EXTRACTO DE LA PÁGINA
■ ■ ■ ■

Su trabajo no busca un aspecto espectacular, no busca deslumbrarnos con efectos técnicos o provocaciones fáciles. Opera en un modo más sutil, más contenido. Es un arte que requiere tiempo, atención, que no revela inmediatamente todos sus secretos. En un mundo artístico a menudo dominado por la inmediatez y la escalada visual, esta contención es casi subversiva.
Sin duda, esta cualidad le valió a Ymker el prestigioso Luxembourg Art Prize en 2019, un reconocimiento internacional merecido para esta artista que, desde su taller en Tilburg, teje pacientemente un universo visual único, en la intersección de la fotografía, el tapiz y la performance. Porque hay una dimensión performativa en su trabajo, aunque se desarrolle sin público. Ymker se pone en escena, habita físicamente las situaciones que crea. “Para mí, es una parte esencial del proceso de creación, crear un cierto mundo y formar parte de él en ese momento, estar en esa situación por un tiempo” [3]. Esta experiencia corporal, esta vivencia física de las situaciones que representa, infunde a sus obras una autenticidad particular.
La elección misma del tapiz como medio final no es casual. A diferencia de la fotografía, que captura un instante, el tapiz se inscribe en la duración, tanto en su creación como en su materialidad. Los tapices de Ymker resisten la obsolescencia programada de las imágenes digitales contemporáneas. Se inscriben en una temporalidad larga, casi anacrónica en nuestra época de aceleración constante. Esta tensión entre contemporaneidad y anacronismo atraviesa toda su obra. Sus puestas en escena son actuales, pero sus personajes parecen venidos de otra época. Este desfase temporal crea un efecto de distanciamiento que nos permite ver nuestro presente con una mirada nueva, diferente.
Jenny Ymker nos recuerda que el arte no necesita ser estruendoso para ser impactante. Que las imágenes más memorables suelen ser las que susurran en lugar de las que gritan. Que la belleza puede ser un vehículo de cuestionamiento tan poderoso como la provocación. En un panorama artístico contemporáneo a menudo dominado por el ruido y la furia, su obra es un islote de silencio elocuente.
Entonces, la próxima vez que te cruces con uno de sus tapices, tómate el tiempo para detenerte en él. Déjate habitar por estas imágenes extrañas y a la vez familiares. Pregúntate qué despiertan en ti. Porque, como decía la propia Ymker: “En mi trabajo, represento situaciones con la intención de evocar historias en los espectadores. Siempre intento no ser demasiado literal, para que los espectadores tengan espacio para descubrir sus propias historias” [3].

■ ■ ■ ■

CONJUNTO DE DATOS
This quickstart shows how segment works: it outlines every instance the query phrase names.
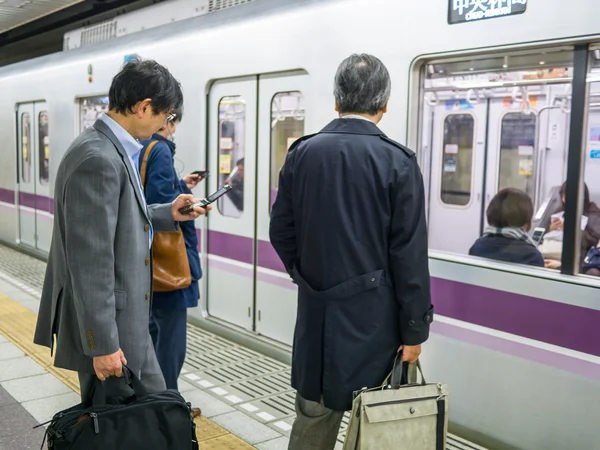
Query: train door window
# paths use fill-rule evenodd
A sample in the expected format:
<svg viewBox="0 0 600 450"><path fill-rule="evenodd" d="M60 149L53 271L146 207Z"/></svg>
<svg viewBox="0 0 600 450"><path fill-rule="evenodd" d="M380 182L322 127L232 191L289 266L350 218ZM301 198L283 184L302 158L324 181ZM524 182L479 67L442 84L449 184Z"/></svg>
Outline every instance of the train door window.
<svg viewBox="0 0 600 450"><path fill-rule="evenodd" d="M533 111L509 112L502 118L498 190L517 188L534 197L536 123Z"/></svg>
<svg viewBox="0 0 600 450"><path fill-rule="evenodd" d="M440 196L447 205L471 200L475 120L471 114L450 114L444 121Z"/></svg>
<svg viewBox="0 0 600 450"><path fill-rule="evenodd" d="M79 131L94 125L94 122L108 111L108 96L88 97L79 100Z"/></svg>
<svg viewBox="0 0 600 450"><path fill-rule="evenodd" d="M246 143L246 101L241 96L223 97L219 102L218 170L219 185L231 191L217 200L219 212L241 217L244 212L244 155Z"/></svg>
<svg viewBox="0 0 600 450"><path fill-rule="evenodd" d="M419 150L429 186L431 249L468 254L490 233L487 208L506 187L531 198L533 228L548 229L550 216L560 213L562 205L547 200L567 173L573 55L573 47L564 45L445 56L418 66L413 105L421 115L409 144ZM456 225L452 239L448 223ZM547 236L546 247L560 253L562 241L550 243ZM545 257L554 255L542 250Z"/></svg>
<svg viewBox="0 0 600 450"><path fill-rule="evenodd" d="M304 96L301 92L279 92L271 101L271 185L269 208L279 187L279 171L290 146L304 136Z"/></svg>
<svg viewBox="0 0 600 450"><path fill-rule="evenodd" d="M21 178L23 182L31 181L31 115L21 114Z"/></svg>
<svg viewBox="0 0 600 450"><path fill-rule="evenodd" d="M40 184L48 184L50 177L50 140L48 137L48 111L38 114L38 161Z"/></svg>
<svg viewBox="0 0 600 450"><path fill-rule="evenodd" d="M584 192L580 234L579 272L600 277L596 258L587 258L600 246L600 44L590 48L588 81L587 129L583 131ZM586 191L587 190L587 195Z"/></svg>

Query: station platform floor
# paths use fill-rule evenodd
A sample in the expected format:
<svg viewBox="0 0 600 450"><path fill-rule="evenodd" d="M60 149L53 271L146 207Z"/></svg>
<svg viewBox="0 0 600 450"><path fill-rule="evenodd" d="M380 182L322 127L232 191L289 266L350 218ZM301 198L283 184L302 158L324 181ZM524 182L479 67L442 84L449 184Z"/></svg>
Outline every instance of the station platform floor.
<svg viewBox="0 0 600 450"><path fill-rule="evenodd" d="M39 449L44 423L79 403L77 374L52 365L33 343L46 264L0 244L0 450ZM202 450L283 450L294 420L290 367L188 325L188 353L179 390L202 409ZM336 450L348 423L344 417ZM45 448L45 447L44 447ZM485 450L449 435L449 450Z"/></svg>

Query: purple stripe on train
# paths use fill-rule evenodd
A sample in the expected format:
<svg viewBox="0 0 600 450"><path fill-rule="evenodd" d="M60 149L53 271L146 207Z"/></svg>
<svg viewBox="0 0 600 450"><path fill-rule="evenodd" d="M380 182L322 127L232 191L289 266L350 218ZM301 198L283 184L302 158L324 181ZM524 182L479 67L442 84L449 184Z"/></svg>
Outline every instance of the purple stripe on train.
<svg viewBox="0 0 600 450"><path fill-rule="evenodd" d="M466 283L431 279L436 312L600 356L600 311Z"/></svg>
<svg viewBox="0 0 600 450"><path fill-rule="evenodd" d="M0 202L15 204L15 191L0 188Z"/></svg>
<svg viewBox="0 0 600 450"><path fill-rule="evenodd" d="M219 233L215 239L231 238ZM232 243L237 245L229 247L227 253L216 254L248 262L252 240L235 236ZM224 247L225 244L219 242L215 248ZM239 257L244 248L248 252L246 260ZM209 252L215 254L213 247ZM278 258L271 244L260 241L258 265L283 271L281 263L277 267L276 261ZM597 326L600 311L434 277L431 293L436 312L442 316L600 356L597 345L600 342L600 327Z"/></svg>
<svg viewBox="0 0 600 450"><path fill-rule="evenodd" d="M200 236L200 232L196 234ZM200 237L198 237L200 244ZM200 246L200 245L199 245ZM244 236L236 236L219 231L208 232L208 249L211 255L221 256L223 258L233 259L235 261L254 264L254 243L252 239ZM284 272L285 268L275 252L275 249L268 241L258 241L257 264L266 269Z"/></svg>
<svg viewBox="0 0 600 450"><path fill-rule="evenodd" d="M209 230L207 240L206 251L211 255L254 264L254 243L252 239Z"/></svg>

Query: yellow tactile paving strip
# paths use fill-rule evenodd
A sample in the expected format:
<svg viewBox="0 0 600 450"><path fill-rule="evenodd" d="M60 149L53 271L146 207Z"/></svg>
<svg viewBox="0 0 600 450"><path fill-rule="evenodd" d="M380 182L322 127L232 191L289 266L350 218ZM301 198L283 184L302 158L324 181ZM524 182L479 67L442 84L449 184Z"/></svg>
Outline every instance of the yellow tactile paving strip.
<svg viewBox="0 0 600 450"><path fill-rule="evenodd" d="M48 372L79 393L77 373L54 367L49 349L33 343L36 321L37 316L35 313L0 293L0 333L43 366ZM202 405L198 406L202 407ZM255 448L205 417L195 420L196 435L198 436L198 442L202 450Z"/></svg>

■ ■ ■ ■

PREGUNTAS DEL MATERIAL
1/ Responde estas preguntas sobre el fragmento dedicado a Jenny Ymker:
(a) ¿Qué premio recibió Ymker y en qué año?
(b) ¿En qué ciudad tiene su taller?
(c) A diferencia del tapiz, ¿qué captura la fotografía?
2/ Reproduce, por favor, un pasaje del fragmento dedicado a Jenny Ymker. Empieza en las palabras "Sin duda, esta" y termina después de "una autenticidad particular.".

RESPUESTAS EN ORDEN
1/
(a) El Luxembourg Art Prize, en 2019.
(b) En Tilburg.
(c) Un instante.

2/
Sin duda, esta cualidad le valió a Ymker el prestigioso Luxembourg Art Prize en 2019, un reconocimiento internacional merecido para esta artista que, desde su taller en Tilburg, teje pacientemente un universo visual único, en la intersección de la fotografía, el tapiz y la performance. Porque hay una dimensión performativa en su trabajo, aunque se desarrolle sin público. Ymker se pone en escena, habita físicamente las situaciones que crea. “Para mí, es una parte esencial del proceso de creación, crear un cierto mundo y formar parte de él en ese momento, estar en esa situación por un tiempo” [3]. Esta experiencia corporal, esta vivencia física de las situaciones que representa, infunde a sus obras una autenticidad particular.